══ MATERIAL SHOWN

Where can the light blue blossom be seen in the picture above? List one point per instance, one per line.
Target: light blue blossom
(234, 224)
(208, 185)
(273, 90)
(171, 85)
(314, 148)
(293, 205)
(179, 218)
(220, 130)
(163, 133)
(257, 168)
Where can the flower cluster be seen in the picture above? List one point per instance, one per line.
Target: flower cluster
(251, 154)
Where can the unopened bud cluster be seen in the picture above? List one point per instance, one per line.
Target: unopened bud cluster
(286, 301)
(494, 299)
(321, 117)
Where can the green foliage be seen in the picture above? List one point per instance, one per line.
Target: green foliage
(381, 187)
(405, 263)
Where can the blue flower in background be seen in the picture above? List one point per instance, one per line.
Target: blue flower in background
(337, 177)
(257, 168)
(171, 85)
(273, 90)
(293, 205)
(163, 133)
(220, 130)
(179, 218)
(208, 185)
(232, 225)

════

● **TASK DESCRIPTION**
Please format all the rows above as a two-column CSV with the header names "prompt" and "points", one line per row. Put each row's text and its answer in a single double-quoted field each, replacing line breaks with spaces.

● **RESPONSE BELOW**
prompt,points
"Where can the light blue blossom be seen in the picture above? List one point per instance, one per line. Target: light blue blossom","(234, 224) (208, 185) (273, 90) (171, 85) (314, 148) (293, 205) (179, 218) (220, 130) (163, 133) (257, 168)"
"Where can the flower cluster be seen in the picture above? List one point per instance, one per line. Target: flower cluster","(251, 154)"
"Where can the unopened bud cluster be seen in the picture above? List one point per instance, one per line. Target: unopened bud cluster","(286, 301) (494, 299) (321, 117)"
"Where can the green foliage be seen in the picture above? List one point per instance, one per line. Target: green foliage","(381, 187) (405, 263)"
"Where can the blue flower in background be seen in the picture above? List one point per instance, one per line. Target: blue flower in background","(337, 177) (257, 168) (171, 85) (273, 90) (293, 205) (163, 133) (220, 130) (179, 218) (208, 185) (232, 225)"